### TASK DETAILS:
Once the pictures are set aside, reproduce the remaining data exactly.

Dataset entries
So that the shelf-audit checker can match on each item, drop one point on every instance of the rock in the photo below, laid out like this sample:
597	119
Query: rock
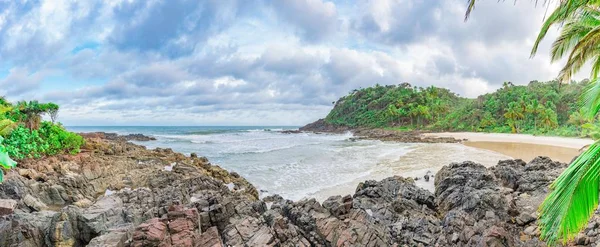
338	206
151	233
112	239
210	238
200	204
83	203
34	203
530	230
525	218
7	206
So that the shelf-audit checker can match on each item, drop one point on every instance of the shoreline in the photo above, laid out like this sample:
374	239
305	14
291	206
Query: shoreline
566	142
521	146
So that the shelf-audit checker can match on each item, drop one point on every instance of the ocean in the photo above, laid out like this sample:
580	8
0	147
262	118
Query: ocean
297	166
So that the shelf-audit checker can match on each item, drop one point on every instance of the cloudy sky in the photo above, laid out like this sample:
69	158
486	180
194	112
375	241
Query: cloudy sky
263	62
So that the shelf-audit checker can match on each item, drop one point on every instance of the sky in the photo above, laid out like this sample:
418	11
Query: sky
262	62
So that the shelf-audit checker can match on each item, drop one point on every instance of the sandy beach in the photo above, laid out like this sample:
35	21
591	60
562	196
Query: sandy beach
522	146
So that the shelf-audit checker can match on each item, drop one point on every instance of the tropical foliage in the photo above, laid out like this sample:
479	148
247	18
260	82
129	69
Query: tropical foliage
23	133
538	108
574	195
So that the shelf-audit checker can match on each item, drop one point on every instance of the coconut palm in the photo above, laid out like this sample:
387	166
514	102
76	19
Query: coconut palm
514	114
574	196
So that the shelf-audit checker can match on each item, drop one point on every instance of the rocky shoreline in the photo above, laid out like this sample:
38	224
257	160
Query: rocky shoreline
320	126
121	194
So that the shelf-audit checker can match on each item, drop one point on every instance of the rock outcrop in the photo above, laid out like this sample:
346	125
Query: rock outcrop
120	194
321	126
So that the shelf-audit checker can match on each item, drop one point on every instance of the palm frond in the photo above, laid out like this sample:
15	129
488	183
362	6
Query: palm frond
7	126
590	98
573	199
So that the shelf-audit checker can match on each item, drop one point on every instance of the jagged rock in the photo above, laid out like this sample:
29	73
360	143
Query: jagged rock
192	205
7	206
179	227
112	239
25	229
34	203
210	238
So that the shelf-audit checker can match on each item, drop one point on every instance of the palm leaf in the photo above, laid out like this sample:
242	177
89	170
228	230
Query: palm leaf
7	126
573	199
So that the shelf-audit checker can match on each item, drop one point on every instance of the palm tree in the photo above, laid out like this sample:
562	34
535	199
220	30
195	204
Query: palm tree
513	114
535	108
574	196
6	125
578	118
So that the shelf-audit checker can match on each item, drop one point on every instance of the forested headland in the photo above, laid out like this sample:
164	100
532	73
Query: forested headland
543	108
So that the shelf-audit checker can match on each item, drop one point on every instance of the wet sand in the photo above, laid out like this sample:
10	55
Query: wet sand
483	148
522	146
527	151
567	142
423	159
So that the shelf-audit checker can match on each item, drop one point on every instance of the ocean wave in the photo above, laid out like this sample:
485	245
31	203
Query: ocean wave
268	150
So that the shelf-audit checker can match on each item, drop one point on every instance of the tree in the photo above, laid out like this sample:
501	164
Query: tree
535	108
548	118
578	118
514	114
574	196
52	110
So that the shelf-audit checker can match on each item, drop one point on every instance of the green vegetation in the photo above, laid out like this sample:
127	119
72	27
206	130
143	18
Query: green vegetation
24	135
574	196
538	108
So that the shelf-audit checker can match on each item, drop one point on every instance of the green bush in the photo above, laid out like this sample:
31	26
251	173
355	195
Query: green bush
25	143
50	139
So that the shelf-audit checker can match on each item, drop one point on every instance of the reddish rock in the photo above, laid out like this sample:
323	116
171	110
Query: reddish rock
211	238
7	206
151	233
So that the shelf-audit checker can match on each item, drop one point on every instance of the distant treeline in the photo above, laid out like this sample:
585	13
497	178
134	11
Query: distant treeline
537	108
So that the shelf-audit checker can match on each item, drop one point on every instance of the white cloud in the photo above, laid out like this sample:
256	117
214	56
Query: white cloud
259	62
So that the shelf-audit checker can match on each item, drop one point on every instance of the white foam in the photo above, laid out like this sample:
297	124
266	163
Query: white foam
170	167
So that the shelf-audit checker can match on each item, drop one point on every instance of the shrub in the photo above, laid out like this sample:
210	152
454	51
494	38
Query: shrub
25	143
50	139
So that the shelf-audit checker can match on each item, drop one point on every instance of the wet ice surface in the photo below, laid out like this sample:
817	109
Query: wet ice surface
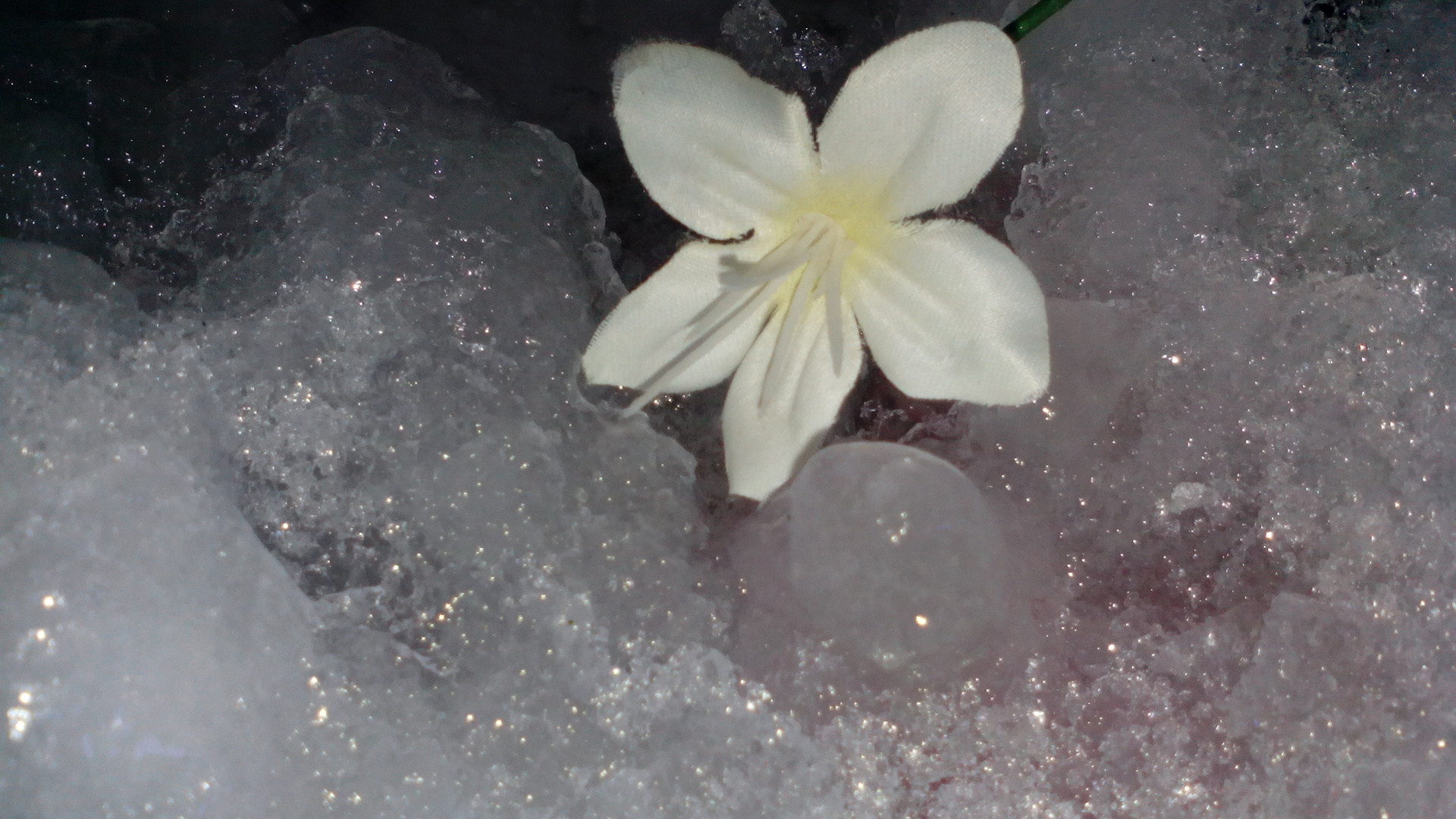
338	534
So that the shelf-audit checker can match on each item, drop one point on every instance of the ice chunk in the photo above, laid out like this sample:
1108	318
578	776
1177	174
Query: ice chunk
896	554
156	651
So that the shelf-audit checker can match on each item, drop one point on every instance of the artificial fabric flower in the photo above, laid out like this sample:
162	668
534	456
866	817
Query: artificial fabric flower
808	242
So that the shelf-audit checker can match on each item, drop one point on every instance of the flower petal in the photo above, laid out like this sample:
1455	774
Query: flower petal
655	322
927	115
718	149
766	438
949	312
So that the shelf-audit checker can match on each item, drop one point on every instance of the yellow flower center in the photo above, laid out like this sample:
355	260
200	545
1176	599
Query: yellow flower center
816	259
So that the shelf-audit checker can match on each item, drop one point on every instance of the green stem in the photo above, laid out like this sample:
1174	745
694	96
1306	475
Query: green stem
1033	18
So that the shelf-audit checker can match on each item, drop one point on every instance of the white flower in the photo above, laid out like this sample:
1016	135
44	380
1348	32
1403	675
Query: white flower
808	242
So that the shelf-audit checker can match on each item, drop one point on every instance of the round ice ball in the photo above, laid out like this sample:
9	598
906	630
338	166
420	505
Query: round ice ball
894	554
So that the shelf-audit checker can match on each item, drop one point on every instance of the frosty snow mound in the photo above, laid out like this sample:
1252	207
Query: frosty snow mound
1254	537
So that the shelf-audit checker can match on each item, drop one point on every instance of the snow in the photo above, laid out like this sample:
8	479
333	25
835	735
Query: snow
334	529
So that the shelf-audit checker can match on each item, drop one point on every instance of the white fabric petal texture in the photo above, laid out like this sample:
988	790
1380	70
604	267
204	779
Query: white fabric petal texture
766	439
718	149
655	322
949	312
927	115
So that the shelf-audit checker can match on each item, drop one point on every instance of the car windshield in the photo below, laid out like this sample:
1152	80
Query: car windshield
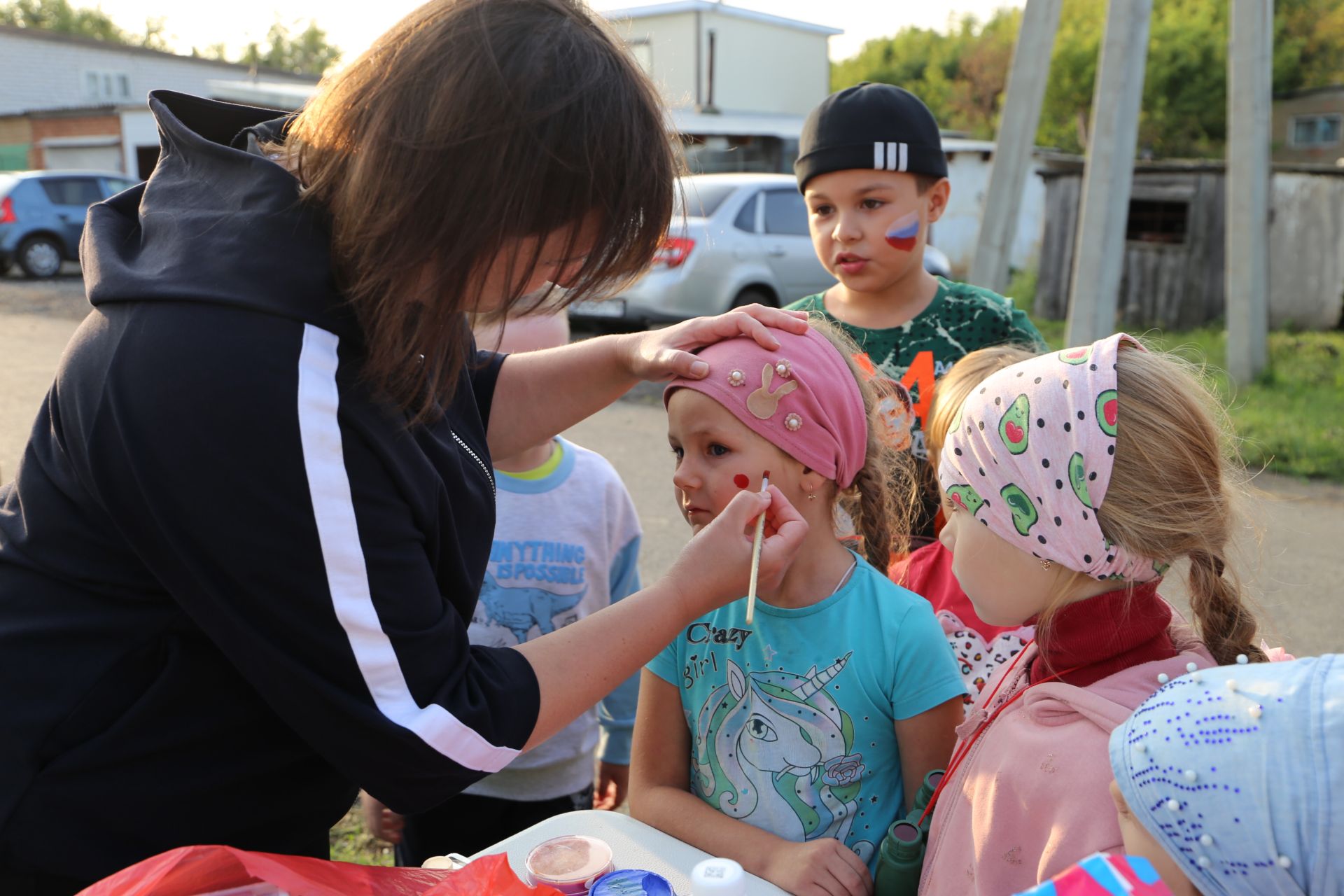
702	197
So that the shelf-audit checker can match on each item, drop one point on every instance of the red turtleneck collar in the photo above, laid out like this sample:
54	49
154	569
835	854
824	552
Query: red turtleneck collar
1105	634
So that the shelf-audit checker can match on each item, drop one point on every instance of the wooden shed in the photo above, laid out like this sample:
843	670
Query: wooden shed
1174	244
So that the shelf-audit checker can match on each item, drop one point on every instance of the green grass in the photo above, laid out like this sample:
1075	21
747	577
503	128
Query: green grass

### ANSWER FOR THE TASK:
So that the shelf-audit checker can match on each item, drop one point on every instance of the rock in the photo below, laid out like this sample:
597	119
Query: rock
338	206
151	233
112	239
210	238
200	204
83	203
34	203
530	230
525	218
7	206
So that the shelf-audit checker can match on each item, drop one point on every instance of the shoreline in the photo above, laid out like this sample:
374	239
305	14
291	206
Query: shoreline
566	142
521	146
So that the shelf-audit checker can match on each item, drop one point on every instance of the ocean in the photo above, laid out like this sample:
580	8
0	147
262	118
Query: ocean
297	166
So that the shelf-audit checker can match on each item, drop one point on every instance of the cloudy sky in the photo above, laid out like this sample:
69	158
486	180
194	112
375	241
Query: cloudy sky
263	62
So that the shelf-audit checker can match on each item, drop one point on every instance of the sky in the photo above, laid out like this sample:
418	11
Query: sky
262	62
So that the shelf-audit checker can match on each item, drop one point on every instance of the sandy beach in the photo above, laid out like this sample:
35	21
591	60
562	196
Query: sandy beach
522	146
So that the shelf-audit checker can match on each item, drop one point on every instance of the tropical foliage in the photo above, laid out like this sample:
479	148
247	18
260	82
129	69
Query: tropical foliage
23	133
538	108
574	195
So that the shelf-audit checker can match on each item, drop one point on every instance of the coconut palm in the photo above, laid out like this sample:
387	166
514	102
76	19
Query: coconut palm
514	114
574	196
So that the shelf-audit checker can match on each item, drop one point on every instance of the rocky shoreline in the photo above, laid out like this sample:
38	224
257	160
Query: rocky shoreline
320	126
121	194
So that the shelf-audit checker can match on each item, drop one point on every instance of the rock outcrop in the photo above, laid out like this sample:
346	125
Query: rock outcrop
120	194
321	126
So that the shelf-audit checker can match on each item, drop one point on every instance of the palm frond in the photo above, laid out like this sample:
15	129
488	183
362	6
Query: palm frond
7	126
590	98
573	199
So that the shelf-audit checker can match on each item, drop one point on every instance of the jagged rock in the photo above, laid out like this sample:
29	73
360	143
Query: jagged rock
192	205
7	206
179	227
112	239
25	229
34	203
210	238
So that the shelf-audit checker can match on each item, drop one point on every instance of the palm leaf in the photo above, laid out like this sample:
242	177
89	170
228	230
Query: palm leaf
7	126
573	199
So that the shelf-audit checker can match on each item, drop one point on every instance of the palm tree in the photo above, laid out like this sample:
562	34
535	199
220	30
195	204
Query: palm tree
513	114
535	108
574	196
6	125
578	118
So that the shelf-audit checker can match on each item, drop one point on every instance of the forested headland in the photo above, laid out like this sample:
164	100
532	73
Query: forested headland
543	108
So that the shelf-audit checker can match on each item, drop one point on every instance of the wet sand in the photo above, laid out like this sample:
10	55
Query: wet sand
483	148
522	146
527	151
567	142
423	159
So that the shelf-audit checker can match on each item, drop one point on every instance of the ocean wave in the photo above, laid out like this sample:
485	245
31	203
Query: ocean wave
268	150
So that the shelf-audit checker can match on each item, drop one point on every instance of the tree in the photo above, laid out like this sample:
501	164
Query: tree
535	108
548	118
578	118
514	114
574	196
52	110
So that the shelf-audit checker can match on each item, drop one point on every instance of the green vegetation in the photo above, laid out like this sample:
127	119
72	27
206	130
143	18
Query: green vegetation
24	135
574	196
538	108
So that the shelf-audit checker can match on each item, drop one point on every instance of the green bush in the photo above, laid out like this sample:
31	26
251	173
355	195
Query: green bush
25	143
50	139
So that the shelf-audit checker can match on each item, drop one point on every instance of the reddish rock in the photo above, laid out like this sample:
323	116
171	110
Query: reddish rock
211	238
7	206
151	233
So that the shelf-audit checker can match on each item, drop one point on every instance of the distant treeline in the photo above, laid out like this sample:
585	13
497	178
134	11
Query: distant treeline
537	108
So that the shelf-audit checker can match on each item, drop one point on every instance of the white cloud in the photo above, laid out like this sample:
256	117
214	56
Query: white cloud
259	62
So that the shelf-audit checker can match on each item, drop one point on every instance of the white foam in the photo above, laid out like this sample:
297	124
266	163
Query: white foam
170	167
So that the shelf-audit checker can match on each item, drop one point on every instance of the shrub in the photo above, laid out like this sample:
210	152
454	51
494	38
Query: shrub
25	143
50	139
So that the shelf-audit checker can match on each item, drop one point on every instance of the wet ice surface in the photo below, laid out like this sample:
817	109
Query: wet ice surface
338	534
So that the shelf-audit checker can match on each item, drop one point on every instance of the ice chunk in the photo above, laid out like this sample:
1108	318
578	776
1177	174
Query: ice chunk
896	554
156	651
So that the shelf-audit checker can match on each item, drop one point on every instance of the artificial fabric flower in the photo above, laid out like this sample:
162	668
534	456
866	817
Query: artificial fabric flower
808	242
So that the shelf-audit checker can match on each item, drop one point on every instance of the flower petal in the photo above, laid out like this sample:
1455	774
Query: flower petal
655	322
927	115
718	149
766	438
949	312
So that the shelf-audit checker can match on each item, drop one point on every instance of the yellow flower center in the photo above, laid out like this sample:
355	260
200	545
1176	599
Query: yellow flower center
816	259
So that the shelf-audit checker can match on each item, drop one point on every instance of the green stem in the photo above, laid out like this sample:
1174	745
694	96
1306	475
Query: green stem
1033	18
So that the shelf-audit checker can match on each item, drop one point on every instance of the white flower in the photo above, laid out like this sample:
1016	135
44	380
1348	32
1403	675
Query: white flower
808	242
So that the shelf-audit checker can match on each item, drop one point on every instance of the round ice ball in the photo above, laid out like this sample:
9	598
906	630
338	166
420	505
Query: round ice ball
894	554
So that the shelf-audit checker can match on each item, drop one point on every instance of the frosty snow mound in the photo above, laid out like this sample:
1252	207
Query: frosty snow mound
1254	537
So that the shelf-audit checker can match on each item, drop one point on every instance of the snow in the photo above, laid out like this sample:
8	479
333	25
835	735
Query: snow
334	529
So that the shelf-audit checker can match on each item, drop one point on every instance of the white fabric petal texture in the photo above, laid out like this sample:
988	790
1380	70
604	267
204	779
Query: white fabric petal texture
766	439
718	149
655	322
949	312
927	115
So that the shelf-audit checker can match on each item, drop one point on every instance of the car windshield in the photo below, laid out like this sample:
1152	80
Query: car windshield
702	197
So that the shelf-audit checker can match on each item, drop one point on every instance of the red turtleneck collar in the photo above, laid out like this sample:
54	49
154	569
835	854
824	552
Query: red turtleneck collar
1105	634
So that the shelf-audit checker can match on each item, drop one point on every instance of the wooden shed in the photo above, laid out like this sample:
843	670
Query: wooden shed
1174	244
So that the shelf-audit checker can match on each item, drop one point on every instance of the green grass in the photo above, laid out like this sample:
1075	21
747	577
503	128
Query: green grass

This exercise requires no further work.